**PROVIDED INFORMATION**
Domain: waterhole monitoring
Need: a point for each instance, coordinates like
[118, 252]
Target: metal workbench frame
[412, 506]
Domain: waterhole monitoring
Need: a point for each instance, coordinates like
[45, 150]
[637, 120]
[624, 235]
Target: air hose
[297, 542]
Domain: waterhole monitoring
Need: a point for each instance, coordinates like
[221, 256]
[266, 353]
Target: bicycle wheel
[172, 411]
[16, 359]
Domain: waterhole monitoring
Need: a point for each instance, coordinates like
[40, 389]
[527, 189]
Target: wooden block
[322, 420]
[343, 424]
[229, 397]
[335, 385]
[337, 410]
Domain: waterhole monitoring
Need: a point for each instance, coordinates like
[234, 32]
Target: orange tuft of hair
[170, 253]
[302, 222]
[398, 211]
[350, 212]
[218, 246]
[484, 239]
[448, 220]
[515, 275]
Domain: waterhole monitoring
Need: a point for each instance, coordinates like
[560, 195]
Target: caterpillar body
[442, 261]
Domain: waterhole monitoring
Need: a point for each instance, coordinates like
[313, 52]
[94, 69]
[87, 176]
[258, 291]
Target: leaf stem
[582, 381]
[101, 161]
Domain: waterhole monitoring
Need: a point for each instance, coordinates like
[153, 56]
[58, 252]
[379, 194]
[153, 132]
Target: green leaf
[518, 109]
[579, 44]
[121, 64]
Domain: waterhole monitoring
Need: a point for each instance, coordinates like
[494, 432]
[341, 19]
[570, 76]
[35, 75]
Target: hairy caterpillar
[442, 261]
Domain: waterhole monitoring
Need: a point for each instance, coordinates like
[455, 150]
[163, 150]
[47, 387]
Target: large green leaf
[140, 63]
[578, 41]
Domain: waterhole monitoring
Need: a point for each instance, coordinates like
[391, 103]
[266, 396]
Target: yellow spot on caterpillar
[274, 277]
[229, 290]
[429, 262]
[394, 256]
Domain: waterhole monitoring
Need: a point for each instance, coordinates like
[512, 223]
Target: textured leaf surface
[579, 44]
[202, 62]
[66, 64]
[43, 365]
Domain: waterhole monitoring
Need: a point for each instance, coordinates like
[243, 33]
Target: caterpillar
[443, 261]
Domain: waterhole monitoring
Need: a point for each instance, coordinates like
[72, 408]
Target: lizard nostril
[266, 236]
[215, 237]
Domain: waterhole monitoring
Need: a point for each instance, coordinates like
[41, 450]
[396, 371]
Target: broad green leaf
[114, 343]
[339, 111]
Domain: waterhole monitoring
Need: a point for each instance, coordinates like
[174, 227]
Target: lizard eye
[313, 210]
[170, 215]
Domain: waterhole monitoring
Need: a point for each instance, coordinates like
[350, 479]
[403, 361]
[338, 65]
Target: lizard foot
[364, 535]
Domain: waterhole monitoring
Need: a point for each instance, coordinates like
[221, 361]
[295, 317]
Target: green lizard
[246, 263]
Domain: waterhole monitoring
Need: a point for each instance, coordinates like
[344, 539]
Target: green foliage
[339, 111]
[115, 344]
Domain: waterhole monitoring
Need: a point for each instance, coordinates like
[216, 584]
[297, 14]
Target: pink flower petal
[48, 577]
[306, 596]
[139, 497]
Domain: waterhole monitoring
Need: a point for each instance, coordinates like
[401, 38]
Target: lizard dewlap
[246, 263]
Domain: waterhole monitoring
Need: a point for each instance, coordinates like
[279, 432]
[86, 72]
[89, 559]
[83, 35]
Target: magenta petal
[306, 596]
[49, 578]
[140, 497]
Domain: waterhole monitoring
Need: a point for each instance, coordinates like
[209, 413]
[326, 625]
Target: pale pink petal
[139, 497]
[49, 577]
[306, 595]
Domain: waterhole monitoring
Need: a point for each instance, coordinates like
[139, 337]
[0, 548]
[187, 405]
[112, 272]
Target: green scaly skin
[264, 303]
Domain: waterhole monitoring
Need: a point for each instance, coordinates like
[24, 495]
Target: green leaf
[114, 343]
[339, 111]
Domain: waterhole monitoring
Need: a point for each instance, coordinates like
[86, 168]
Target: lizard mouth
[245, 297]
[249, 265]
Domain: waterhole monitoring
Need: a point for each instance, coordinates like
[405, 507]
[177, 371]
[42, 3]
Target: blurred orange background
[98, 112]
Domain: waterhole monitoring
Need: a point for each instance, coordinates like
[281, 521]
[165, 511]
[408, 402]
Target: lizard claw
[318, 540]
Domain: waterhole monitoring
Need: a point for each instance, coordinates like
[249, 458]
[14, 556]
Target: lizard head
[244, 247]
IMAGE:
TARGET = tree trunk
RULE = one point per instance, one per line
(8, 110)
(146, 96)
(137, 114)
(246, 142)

**ASSIGNMENT**
Retype the whole listing above. Please keep it exact.

**ANSWER TO THE PROBLEM**
Domain: waterhole monitoring
Need: a point for each instance, coordinates like
[118, 252]
Target: metal workbench frame
[412, 506]
Domain: waterhole monitoring
Need: a point for each instance, coordinates like
[45, 150]
[637, 120]
[624, 235]
Target: air hose
[297, 542]
Domain: waterhole monitoring
Need: a point for each instance, coordinates like
[221, 256]
[266, 353]
Target: bicycle wheel
[172, 411]
[16, 359]
Domain: waterhole monitoring
Need: a point for each instance, coordinates like
[40, 389]
[527, 189]
Target: wooden block
[322, 420]
[343, 424]
[229, 397]
[335, 385]
[337, 410]
Domain: waterhole monitoring
Need: a point for each instance, coordinates like
[234, 32]
Target: orange tuft of hair
[170, 253]
[302, 222]
[398, 211]
[350, 212]
[218, 246]
[484, 239]
[448, 220]
[515, 275]
Domain: waterhole monitoring
Need: a point for each instance, coordinates like
[560, 195]
Target: caterpillar body
[442, 261]
Domain: waterhole monitoring
Need: a point for each instance, coordinates like
[313, 52]
[94, 69]
[87, 176]
[258, 291]
Target: leaf stem
[582, 381]
[101, 161]
Domain: waterhole monitoring
Need: a point for each instance, coordinates like
[153, 56]
[58, 252]
[379, 194]
[153, 132]
Target: green leaf
[518, 109]
[579, 44]
[121, 64]
Domain: waterhole monitoring
Need: a point for each instance, coordinates like
[494, 432]
[341, 19]
[570, 76]
[35, 75]
Target: hairy caterpillar
[442, 261]
Domain: waterhole monitoring
Need: a point for each instance, coordinates like
[455, 150]
[163, 150]
[47, 387]
Target: large green leaf
[140, 63]
[578, 41]
Domain: waterhole monitoring
Need: a point for each instance, coordinates like
[391, 103]
[266, 396]
Target: yellow spot on caterpillar
[274, 277]
[229, 290]
[429, 262]
[394, 256]
Domain: waterhole monitoring
Need: a point for each instance, coordinates like
[512, 223]
Target: textured leaf surface
[579, 44]
[202, 62]
[66, 64]
[43, 365]
Domain: waterhole monitoring
Need: a point for each instance, coordinates like
[243, 33]
Target: caterpillar
[443, 261]
Domain: waterhole monitoring
Need: a point for each instance, coordinates like
[72, 408]
Target: lizard nostril
[266, 236]
[215, 237]
Domain: waterhole monitoring
Need: a point for each instance, coordinates like
[41, 450]
[396, 371]
Target: broad green leaf
[114, 343]
[339, 111]
Domain: waterhole monitoring
Need: a point for each instance, coordinates like
[174, 227]
Target: lizard eye
[313, 210]
[170, 215]
Domain: waterhole monitoring
Need: a point for each instance, coordinates like
[350, 479]
[403, 361]
[338, 65]
Target: lizard foot
[364, 535]
Domain: waterhole monitoring
Need: a point for each instance, coordinates like
[221, 361]
[295, 317]
Target: green lizard
[246, 263]
Domain: waterhole monitoring
Need: a point for each instance, coordinates like
[344, 539]
Target: green foliage
[339, 111]
[115, 344]
Domain: waterhole monitoring
Need: a point for each instance, coordinates like
[216, 584]
[297, 14]
Target: pink flower petal
[48, 577]
[306, 596]
[139, 497]
Domain: waterhole monitoring
Need: a point for each instance, coordinates like
[401, 38]
Target: lizard dewlap
[246, 263]
Domain: waterhole monitoring
Need: a point for each instance, coordinates like
[279, 432]
[86, 72]
[89, 559]
[83, 35]
Target: magenta petal
[306, 596]
[49, 578]
[140, 497]
Domain: waterhole monitoring
Need: a point for each instance, coordinates like
[209, 413]
[326, 625]
Target: pale pink petal
[139, 497]
[49, 577]
[306, 595]
Domain: waterhole monitoring
Need: a point for each instance, coordinates like
[139, 337]
[0, 548]
[187, 405]
[112, 272]
Target: green scaly skin
[264, 303]
Domain: waterhole monitoring
Need: a point for each instance, coordinates like
[24, 495]
Target: green leaf
[114, 343]
[339, 111]
Domain: waterhole monitoring
Need: a point for each instance, coordinates like
[86, 168]
Target: lizard mouth
[245, 297]
[249, 265]
Domain: waterhole monitoring
Need: a point for each instance, coordinates like
[405, 507]
[177, 371]
[42, 3]
Target: blurred orange background
[98, 112]
Domain: waterhole monitoring
Need: a point for each instance, coordinates like
[281, 521]
[165, 511]
[408, 402]
Target: lizard claw
[318, 540]
Domain: waterhole monitoring
Need: a point for each instance, coordinates like
[249, 458]
[14, 556]
Target: lizard head
[244, 247]
IMAGE:
TARGET = tree trunk
RULE = one point per instance, one per line
(8, 110)
(146, 96)
(137, 114)
(246, 142)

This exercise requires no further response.